(Problem requirements): The entries below need to be transcribed verbatim.

(Supplied data Opens)

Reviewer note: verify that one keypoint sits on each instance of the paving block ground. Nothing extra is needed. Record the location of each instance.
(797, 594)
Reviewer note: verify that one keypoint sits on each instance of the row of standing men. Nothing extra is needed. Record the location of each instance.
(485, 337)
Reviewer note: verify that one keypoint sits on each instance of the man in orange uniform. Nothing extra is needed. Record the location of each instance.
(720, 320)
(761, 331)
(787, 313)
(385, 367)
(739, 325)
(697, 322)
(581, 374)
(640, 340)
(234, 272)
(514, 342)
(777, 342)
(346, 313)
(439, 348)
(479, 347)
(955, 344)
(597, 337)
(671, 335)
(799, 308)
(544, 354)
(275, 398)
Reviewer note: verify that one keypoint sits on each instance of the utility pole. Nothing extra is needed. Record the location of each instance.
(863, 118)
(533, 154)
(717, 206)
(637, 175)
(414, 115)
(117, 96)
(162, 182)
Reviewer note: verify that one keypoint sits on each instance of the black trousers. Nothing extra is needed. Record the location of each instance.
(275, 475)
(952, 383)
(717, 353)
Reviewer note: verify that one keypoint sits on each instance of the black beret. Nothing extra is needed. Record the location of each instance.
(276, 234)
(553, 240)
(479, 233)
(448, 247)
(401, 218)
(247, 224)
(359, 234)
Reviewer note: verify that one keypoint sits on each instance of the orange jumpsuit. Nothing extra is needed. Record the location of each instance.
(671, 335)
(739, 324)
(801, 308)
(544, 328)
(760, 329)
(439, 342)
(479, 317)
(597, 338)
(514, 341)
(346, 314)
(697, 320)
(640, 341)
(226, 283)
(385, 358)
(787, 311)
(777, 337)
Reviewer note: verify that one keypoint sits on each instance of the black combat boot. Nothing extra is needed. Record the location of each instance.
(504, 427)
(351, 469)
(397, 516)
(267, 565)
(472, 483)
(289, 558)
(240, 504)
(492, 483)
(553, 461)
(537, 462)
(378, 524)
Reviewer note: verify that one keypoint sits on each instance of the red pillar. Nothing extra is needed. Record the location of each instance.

(Supplied data Closes)

(Result of this exercise):
Reviewer note: verify that one keypoint sits on each instance of the paving block ground. Nothing extra is needed. Record the location of each instance.
(797, 594)
Reviewer note: verify that one keypoint sits on each instance of the row of standing men. Nothing extra is needed. Record the location of each instance.
(485, 337)
Reviewer note: verify that one keypoint sits on each instance of the man in orange uniform. Nothing extra is needed. Record the location of each instance.
(720, 320)
(761, 331)
(787, 313)
(385, 367)
(739, 325)
(697, 322)
(581, 374)
(640, 340)
(234, 272)
(514, 342)
(777, 342)
(346, 313)
(439, 348)
(479, 347)
(955, 344)
(597, 337)
(671, 335)
(799, 308)
(544, 354)
(275, 398)
Reviewer note: verify that one keypoint sits on each instance of the utility pole. Nothing extra is needed. Record the location of each instance.
(863, 118)
(533, 154)
(717, 206)
(637, 175)
(414, 115)
(117, 96)
(162, 182)
Reviewer note: verify that one keypoint sits on each instance of the black trousers. Nothing extra is needed. Record the location of each instance.
(275, 475)
(952, 383)
(717, 353)
Reviewer note: verify that one keypoint sits on each instance of the black beret. Nothing extra is needed. Record the location of each instance.
(276, 234)
(553, 240)
(479, 233)
(448, 247)
(401, 218)
(247, 224)
(359, 234)
Reviewer note: verify that one keypoint sits on each instance of the orange jumpsuit. Nothing extra is needed. Record the location of each instance.
(671, 335)
(739, 324)
(801, 308)
(544, 328)
(760, 329)
(439, 342)
(479, 317)
(597, 338)
(514, 341)
(346, 314)
(697, 320)
(640, 341)
(226, 283)
(385, 358)
(787, 311)
(777, 337)
Reviewer note: verify that one keypoint sits on each instance of the black combat boot. Nothing extra is needed. Record the location of each instance.
(504, 427)
(351, 469)
(397, 516)
(267, 565)
(472, 483)
(289, 558)
(240, 504)
(492, 483)
(553, 461)
(537, 462)
(378, 524)
Reviewer note: verify that one keypoint sits on each instance of the red pillar. Nothing extra is needed. Record the location of each instance.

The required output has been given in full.